Excerpted text ▸
:::

Not to forget the impact of drought - which seems perennial to our country (and is it me or are harvests usually “below expectations” every single time?) In order to ensure the people do not starve, The Government will either have to pick up the tab on grain imports or allow maize to enter the country without duty (also providing a few well placed waheshimiwas the opportunity to make a killing)  

Interest rates are also likely to head north as banks begin to act defensively (like they did a couple of years back). T-Bill rates are already breaking new ground.  

So what does all this mean for our beloved Nairobi Stock Exchange? What follows is my opinion of what will go down across the different sectors if the high inflation rates persist for a while. Note that I give opinions on the performance and not the share prices. Plus the article is based on country-specific (Kenya) analysis

Commercial Sector
These companies’ performance depends on the disposable incomes of consumers. In a period of high inflation, disposable incomes reduce and consumers spend less.

Retailers particularly don’t do that well during periods of high inflation. Uchumi Supermarkets, recently back on the bourse after a long hiatus, may see its recovery stifled.

CMC will also be hit if the high inflation persists. Let’s face it, in hard times a car is not the number 1 priority. Luxury car sales were recently reported to be up, but you can bet this feat won’t be a regular if the current tough environment holds up. C&G falls in this category too

I see no major effect on Safaricom. The telecom industry is still on a growth curve and the data market is begging to be exploited

Kenya Airways is well diversified into other markets (44 destinations in Africa) for it to be affected by events in Kenya. Passenger numbers were up as a result of a host of new routes that were incorporated during the year under review. The airline is also likely to get more shillings as their services are priced in foreign currencies which have strengthened against the Kenya Shilling.
Of course all this is assuming the global economy does not tank like it did in 2008

As high inflation is generally associated with a slowdown in consumer activity, other sectors will also record reduced growth. Thus, media and companies will generate less business. Advertising revenue will be hit hard as companies cut back on expenses.  

TPS Serena will record a reduction on the number of domestic tourists, but will get more shillings from foreigners.

:::

Extracted entries ▸
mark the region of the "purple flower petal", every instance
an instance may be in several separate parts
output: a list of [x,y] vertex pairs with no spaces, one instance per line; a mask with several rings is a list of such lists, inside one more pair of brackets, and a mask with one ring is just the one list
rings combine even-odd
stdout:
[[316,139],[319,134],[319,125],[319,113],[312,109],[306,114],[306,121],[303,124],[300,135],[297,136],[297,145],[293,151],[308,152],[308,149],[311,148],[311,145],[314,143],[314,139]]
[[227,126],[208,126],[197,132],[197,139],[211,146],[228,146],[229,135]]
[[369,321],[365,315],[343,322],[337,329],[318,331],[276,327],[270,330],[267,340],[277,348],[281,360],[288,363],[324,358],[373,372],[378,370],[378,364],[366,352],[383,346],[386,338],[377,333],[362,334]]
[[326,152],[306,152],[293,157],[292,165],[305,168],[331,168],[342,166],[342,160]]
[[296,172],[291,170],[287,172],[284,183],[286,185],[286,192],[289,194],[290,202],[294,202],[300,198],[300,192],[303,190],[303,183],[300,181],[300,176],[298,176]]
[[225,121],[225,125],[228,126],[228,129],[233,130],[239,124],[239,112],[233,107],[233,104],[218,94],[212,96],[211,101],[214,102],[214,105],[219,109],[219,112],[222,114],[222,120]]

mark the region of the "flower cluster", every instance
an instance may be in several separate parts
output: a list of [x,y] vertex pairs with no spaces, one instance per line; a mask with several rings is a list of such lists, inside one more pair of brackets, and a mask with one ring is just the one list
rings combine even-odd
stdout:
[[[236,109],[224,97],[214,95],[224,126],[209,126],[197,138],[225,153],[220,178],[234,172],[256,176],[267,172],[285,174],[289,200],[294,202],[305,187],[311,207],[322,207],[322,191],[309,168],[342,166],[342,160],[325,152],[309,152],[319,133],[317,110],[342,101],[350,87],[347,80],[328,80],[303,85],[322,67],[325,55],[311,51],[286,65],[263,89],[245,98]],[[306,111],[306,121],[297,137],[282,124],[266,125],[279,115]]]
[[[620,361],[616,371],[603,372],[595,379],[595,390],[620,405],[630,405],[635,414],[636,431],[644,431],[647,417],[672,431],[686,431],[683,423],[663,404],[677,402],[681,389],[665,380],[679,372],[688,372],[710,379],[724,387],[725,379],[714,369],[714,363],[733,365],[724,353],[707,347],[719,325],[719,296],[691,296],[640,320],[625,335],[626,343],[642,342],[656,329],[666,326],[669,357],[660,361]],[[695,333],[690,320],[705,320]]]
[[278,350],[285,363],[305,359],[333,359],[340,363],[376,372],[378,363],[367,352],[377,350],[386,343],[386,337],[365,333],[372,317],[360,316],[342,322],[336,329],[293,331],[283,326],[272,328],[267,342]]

:::

Task instructions ▸
Update the inflation text starting at "Of course all" and ending at "back on expenses.", replacing "Advertising revenue" with "Ad revenue". The items are separate material with no connection to the text.

Solved exercise ▸
Of course all this is assuming the global economy does not tank like it did in 2008

As high inflation is generally associated with a slowdown in consumer activity, other sectors will also record reduced growth. Thus, media and companies will generate less business. Ad revenue will be hit hard as companies cut back on expenses.